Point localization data
◆ ◆ ◆
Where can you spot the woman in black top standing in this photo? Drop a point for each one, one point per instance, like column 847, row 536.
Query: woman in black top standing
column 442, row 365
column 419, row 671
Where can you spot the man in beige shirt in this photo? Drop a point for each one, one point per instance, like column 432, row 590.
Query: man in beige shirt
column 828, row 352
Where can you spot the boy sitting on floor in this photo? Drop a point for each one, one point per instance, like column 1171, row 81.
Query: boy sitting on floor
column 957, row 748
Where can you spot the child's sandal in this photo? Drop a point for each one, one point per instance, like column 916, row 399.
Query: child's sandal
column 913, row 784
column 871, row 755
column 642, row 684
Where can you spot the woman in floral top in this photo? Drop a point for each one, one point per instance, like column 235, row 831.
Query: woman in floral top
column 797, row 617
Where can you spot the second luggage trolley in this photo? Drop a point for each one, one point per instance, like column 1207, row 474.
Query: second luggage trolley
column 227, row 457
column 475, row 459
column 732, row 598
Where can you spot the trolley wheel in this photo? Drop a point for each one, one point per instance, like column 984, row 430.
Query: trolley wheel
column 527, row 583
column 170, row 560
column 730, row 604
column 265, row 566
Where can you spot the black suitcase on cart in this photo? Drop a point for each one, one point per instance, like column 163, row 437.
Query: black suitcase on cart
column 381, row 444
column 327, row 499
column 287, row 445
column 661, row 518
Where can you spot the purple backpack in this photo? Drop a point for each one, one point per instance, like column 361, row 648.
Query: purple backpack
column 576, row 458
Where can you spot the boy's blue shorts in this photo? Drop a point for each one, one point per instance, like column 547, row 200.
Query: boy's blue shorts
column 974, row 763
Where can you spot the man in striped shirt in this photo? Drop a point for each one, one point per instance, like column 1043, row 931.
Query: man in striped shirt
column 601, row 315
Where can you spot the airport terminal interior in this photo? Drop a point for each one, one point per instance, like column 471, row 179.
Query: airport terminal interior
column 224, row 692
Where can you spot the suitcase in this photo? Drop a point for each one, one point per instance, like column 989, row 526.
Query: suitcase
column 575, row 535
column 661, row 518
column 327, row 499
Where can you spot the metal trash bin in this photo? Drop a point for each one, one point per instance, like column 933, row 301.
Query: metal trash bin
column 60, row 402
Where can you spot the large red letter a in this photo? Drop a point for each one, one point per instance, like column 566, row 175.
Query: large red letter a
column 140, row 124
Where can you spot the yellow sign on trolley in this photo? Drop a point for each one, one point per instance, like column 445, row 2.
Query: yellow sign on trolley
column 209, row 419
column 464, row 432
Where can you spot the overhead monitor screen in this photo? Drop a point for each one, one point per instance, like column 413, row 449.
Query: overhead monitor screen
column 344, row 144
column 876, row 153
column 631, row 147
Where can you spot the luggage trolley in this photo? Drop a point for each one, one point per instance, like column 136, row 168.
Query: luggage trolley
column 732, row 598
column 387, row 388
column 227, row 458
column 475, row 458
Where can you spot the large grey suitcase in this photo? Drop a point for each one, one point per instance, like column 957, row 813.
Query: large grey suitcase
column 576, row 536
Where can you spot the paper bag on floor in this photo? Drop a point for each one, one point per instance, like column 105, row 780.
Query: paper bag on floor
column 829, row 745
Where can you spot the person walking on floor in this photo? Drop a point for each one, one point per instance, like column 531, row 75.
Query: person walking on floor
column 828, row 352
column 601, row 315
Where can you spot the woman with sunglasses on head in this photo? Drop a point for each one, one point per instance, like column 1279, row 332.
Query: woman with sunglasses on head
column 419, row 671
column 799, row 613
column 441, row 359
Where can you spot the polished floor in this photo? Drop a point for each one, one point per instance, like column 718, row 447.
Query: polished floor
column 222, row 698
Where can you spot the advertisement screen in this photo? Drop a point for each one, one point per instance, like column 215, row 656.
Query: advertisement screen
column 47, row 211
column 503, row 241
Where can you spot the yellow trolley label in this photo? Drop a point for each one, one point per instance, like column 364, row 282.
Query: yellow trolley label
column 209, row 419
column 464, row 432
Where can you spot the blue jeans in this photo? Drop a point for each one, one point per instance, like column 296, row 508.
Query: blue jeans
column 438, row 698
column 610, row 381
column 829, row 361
◆ ◆ ◆
**YOUR GOAL**
All of the data above should be duplicated exactly.

**RESULT**
Where can you spot the woman in black top standing in this photo? Drop a point for each one, one point per instance, like column 847, row 536.
Query: woman in black top standing
column 442, row 365
column 419, row 671
Where can you spot the man in beige shirt in this photo? Drop a point for each one, one point per instance, like column 432, row 590.
Query: man in beige shirt
column 828, row 352
Where can you spot the boy sitting on floor in this photo? Drop a point for each one, one point per instance, like column 1171, row 81.
Query: boy sitting on floor
column 957, row 748
Where can you spot the child's sandal in this photo? Drop a point for each one, one point per instance, like column 916, row 399.
Query: child's sandal
column 913, row 784
column 871, row 755
column 642, row 684
Where can you spot the woman in floral top in this photo? Drop a point for each one, one point per instance, like column 235, row 831.
Query: woman in floral top
column 797, row 617
Where can you spot the second luggage trolley in this photo? Drop a point for each one, one point per instance, like column 1207, row 474.
Query: second luggage trolley
column 227, row 457
column 475, row 459
column 732, row 598
Where can you spot the trolley wheel in this photo? Drop a point for each one, one point per instance, like column 984, row 430.
Query: trolley wheel
column 527, row 583
column 170, row 560
column 730, row 604
column 265, row 566
Where can you spot the black suitcase on cart in this photo? Drop a point for each one, one point per instance, like column 163, row 437.
Query: black suitcase on cart
column 381, row 444
column 327, row 499
column 287, row 445
column 661, row 518
Where can you spot the purple backpack in this photo? Drop a point for each one, one point per instance, like column 361, row 648.
Query: purple backpack
column 576, row 458
Where can you spot the boy's blue shorts in this photo? Drop a point for each one, one point per instance, like column 547, row 200.
Query: boy's blue shorts
column 974, row 763
Where can you spot the man in striped shirt in this photo? Drop a point for each one, one point per instance, like column 1043, row 931.
Query: man in striped shirt
column 601, row 315
Where can you spot the airport terminal interior in this photo? Drop a point for each one, one point per instance, like column 471, row 179.
Query: airport terminal interior
column 224, row 692
Where can you spot the suitcase in this photo? Drop a point for each one, one point per instance, like column 989, row 526.
Query: suitcase
column 575, row 535
column 661, row 518
column 327, row 499
Where can you spot the metal trash bin in this photo? Drop a point for each one, one point per instance, like column 933, row 301.
Query: metal trash bin
column 60, row 402
Where can you spot the large red letter a in this photo? Drop a point for each one, one point per instance, like column 566, row 175.
Query: large red letter a
column 140, row 124
Where can you spot the yellow sign on trolley in this photo? Drop a point for each one, one point per instance, like column 445, row 2.
Query: yellow sign on trolley
column 209, row 419
column 464, row 432
Where can you spot the overhead monitor screen in this photo? Drop a point for each one, one point per instance, like column 413, row 449.
Query: overhead monitor screen
column 344, row 144
column 876, row 153
column 631, row 147
Where can you spot the luggage trolley in this photo? Drop a point for each one, one point per instance, like column 136, row 168.
Query: luggage trolley
column 732, row 598
column 387, row 388
column 227, row 458
column 475, row 458
Where can you spot the large grey suitcase in this photo? Drop a point for each one, one point per instance, like column 957, row 813.
Query: large grey suitcase
column 576, row 536
Where can you spot the paper bag on floor in this photo? Drop a point for each one, one point per instance, like column 105, row 780.
Query: paper bag on floor
column 829, row 745
Where can you spot the person walking on floor in this photo? Drop a point for each one, one point per instance, like column 531, row 75.
Query: person walking on floor
column 828, row 352
column 601, row 315
Where can you spot the woman with sunglasses on head in this photo? Drop a point for each one, one point per instance, like column 1279, row 332.
Query: woman with sunglasses on head
column 419, row 671
column 799, row 613
column 441, row 359
Where can you spot the polished floor in this photo? Drop a point for each one, one point per instance, like column 718, row 447.
Query: polished floor
column 222, row 698
Where can you spot the advertisement screen in this photo? Drop a point for each one, one point per instance, like column 215, row 656.
Query: advertisement screen
column 47, row 211
column 503, row 241
Where can you spot the yellow trolley label in this photo? Drop a point for each one, one point per instance, like column 364, row 282.
Query: yellow trolley label
column 209, row 419
column 464, row 432
Where can you spot the blue jeans in this photo? Drop a point for each one, one point per instance, like column 296, row 508.
Query: blue jeans
column 438, row 698
column 610, row 381
column 829, row 361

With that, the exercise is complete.